Document text.
┄┄┄┄┄┄┄┄┄┄

Honda said a 2007 Honda Civic was travelling at a high speed in India last April when it rolled over and crashed, resulting in the driver's death

The death in India would be the 11th fatality involving Takata’s air bags and the second outside the US. Photo: ReutersPremium
The death in India would be the 11th fatality involving Takata’s air bags and the second outside the US. Photo: Reuters

Tokyo/Osaka: The safety crisis involving malfunctioning vehicular air-bag inflators made by Japan’s Takata Corp. has spread to India after a first reported death involving the components.

Honda Motor Co. said that a 2007 Honda Civic was travelling at a high speed in India last April when it rolled over and crashed, resulting in the driver’s death. Honda learned of the accident three months later and investigations showed the air bag made by Takata had deployed and ruptured, though the cause of death hasn’t been determined, according to Honda spokesman Ben Nakamura.

The death in India would be the 11th fatality involving Takata’s air bags and the second outside the US. A pregnant woman and her unborn child died in Malaysia in 2014 when a collision with an oncoming car set off the air bag and fired a one-inch-wide metal shard into her neck. The news of the India fatality comes after the US regulator said Takata would have to expand recalls after the coroner determined that a rupture contributed to the death of the driver of a 2006 Ford Ranger pickup in South Carolina.

┄┄┄┄┄┄┄┄┄┄

Material.
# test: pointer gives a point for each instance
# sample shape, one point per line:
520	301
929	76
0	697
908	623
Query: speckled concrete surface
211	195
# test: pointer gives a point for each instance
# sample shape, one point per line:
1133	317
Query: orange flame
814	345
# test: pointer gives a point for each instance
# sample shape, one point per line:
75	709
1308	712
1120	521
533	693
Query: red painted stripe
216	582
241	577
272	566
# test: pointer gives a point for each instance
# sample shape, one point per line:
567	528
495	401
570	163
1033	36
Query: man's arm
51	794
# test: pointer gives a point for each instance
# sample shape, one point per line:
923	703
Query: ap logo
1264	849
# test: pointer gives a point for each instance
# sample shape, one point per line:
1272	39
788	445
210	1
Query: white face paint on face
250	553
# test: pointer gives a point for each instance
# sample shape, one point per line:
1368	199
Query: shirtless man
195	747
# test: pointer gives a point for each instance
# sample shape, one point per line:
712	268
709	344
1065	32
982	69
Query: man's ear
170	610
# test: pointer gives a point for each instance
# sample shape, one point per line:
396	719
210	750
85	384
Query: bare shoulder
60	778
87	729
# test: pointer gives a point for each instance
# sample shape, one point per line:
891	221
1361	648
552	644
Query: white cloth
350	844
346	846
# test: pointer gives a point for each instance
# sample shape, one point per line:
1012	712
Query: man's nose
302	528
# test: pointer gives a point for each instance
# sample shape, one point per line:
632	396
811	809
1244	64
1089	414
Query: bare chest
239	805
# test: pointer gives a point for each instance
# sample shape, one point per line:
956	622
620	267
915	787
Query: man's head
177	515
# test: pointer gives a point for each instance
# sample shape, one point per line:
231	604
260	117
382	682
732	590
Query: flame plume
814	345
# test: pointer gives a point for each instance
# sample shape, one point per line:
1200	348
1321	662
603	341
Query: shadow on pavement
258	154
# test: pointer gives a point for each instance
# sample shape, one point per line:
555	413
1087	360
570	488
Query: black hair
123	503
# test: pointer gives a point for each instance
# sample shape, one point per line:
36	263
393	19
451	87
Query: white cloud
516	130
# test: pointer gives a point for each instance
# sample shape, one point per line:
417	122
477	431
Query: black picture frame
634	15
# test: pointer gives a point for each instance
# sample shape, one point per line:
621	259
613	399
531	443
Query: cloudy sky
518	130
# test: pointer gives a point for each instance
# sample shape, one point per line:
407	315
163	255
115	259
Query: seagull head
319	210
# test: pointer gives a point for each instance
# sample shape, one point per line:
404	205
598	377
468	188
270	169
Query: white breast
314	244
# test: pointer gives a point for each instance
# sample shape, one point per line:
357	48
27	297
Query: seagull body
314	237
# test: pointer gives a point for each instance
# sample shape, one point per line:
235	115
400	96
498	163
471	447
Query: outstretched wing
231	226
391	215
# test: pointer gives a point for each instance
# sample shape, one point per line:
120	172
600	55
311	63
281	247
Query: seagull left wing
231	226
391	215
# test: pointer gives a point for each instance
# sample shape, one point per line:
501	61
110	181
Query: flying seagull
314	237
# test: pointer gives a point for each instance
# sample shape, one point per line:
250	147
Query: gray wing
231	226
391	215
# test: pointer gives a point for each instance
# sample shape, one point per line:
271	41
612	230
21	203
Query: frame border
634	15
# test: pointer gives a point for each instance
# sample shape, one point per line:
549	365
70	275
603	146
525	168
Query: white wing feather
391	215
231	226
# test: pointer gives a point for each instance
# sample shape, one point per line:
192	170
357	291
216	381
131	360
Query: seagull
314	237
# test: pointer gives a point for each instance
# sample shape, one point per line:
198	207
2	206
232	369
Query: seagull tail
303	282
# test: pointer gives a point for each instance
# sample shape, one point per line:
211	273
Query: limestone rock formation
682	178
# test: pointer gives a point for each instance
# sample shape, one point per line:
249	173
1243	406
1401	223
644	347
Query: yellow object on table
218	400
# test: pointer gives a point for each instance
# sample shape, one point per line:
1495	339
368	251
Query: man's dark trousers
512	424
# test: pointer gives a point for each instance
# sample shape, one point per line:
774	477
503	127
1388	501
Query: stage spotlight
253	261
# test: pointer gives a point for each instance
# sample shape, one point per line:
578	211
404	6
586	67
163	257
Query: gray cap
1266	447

┄┄┄┄┄┄┄┄┄┄

Task 1. According to the Takata article, how long after the April crash in India did Honda learn of the accident?
Task 2. Echo the Takata article between "Honda said a" and "involving the components.", inclusive.
Task 3. Summarize the Takata article in two sentences.
The items are not required for any of this work.

Correct result 1. Three months later.

Correct result 2.
Honda said a 2007 Honda Civic was travelling at a high speed in India last April when it rolled over and crashed, resulting in the driver's death

The death in India would be the 11th fatality involving Takata’s air bags and the second outside the US. Photo: ReutersPremium
The death in India would be the 11th fatality involving Takata’s air bags and the second outside the US. Photo: Reuters

Tokyo/Osaka: The safety crisis involving malfunctioning vehicular air-bag inflators made by Japan’s Takata Corp. has spread to India after a first reported death involving the components.

Correct result 3. The safety crisis over Takata's malfunctioning air-bag inflators has spread to India, where Honda says a 2007 Civic rolled over at high speed last April, killing the driver, and its Takata air bag deployed and ruptured, though the cause of death hasn't been determined. The death would be the 11th fatality involving Takata's air bags and the second outside the US, and it comes after the US regulator said Takata would have to expand recalls following a driver's death in South Carolina.